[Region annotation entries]
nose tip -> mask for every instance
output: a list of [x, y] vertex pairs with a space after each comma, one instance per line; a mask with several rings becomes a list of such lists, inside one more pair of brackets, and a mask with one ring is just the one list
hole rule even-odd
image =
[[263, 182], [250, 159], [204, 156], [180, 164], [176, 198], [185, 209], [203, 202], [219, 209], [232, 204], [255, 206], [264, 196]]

## Task
Rewrite the entries above, swapping "instance" for "object" wherever it occurs and leaving everything else untouched.

## Result of this task
nose tip -> mask for every object
output: a list of [x, y] vertex pairs with a space after each comma, one object per line; a mask with several rings becomes a list of such lists, inside one more pair of brackets, and a mask with one ring is just the one list
hole rule even-odd
image =
[[263, 182], [250, 159], [204, 156], [180, 164], [176, 198], [185, 209], [203, 202], [219, 209], [232, 204], [255, 206], [264, 196]]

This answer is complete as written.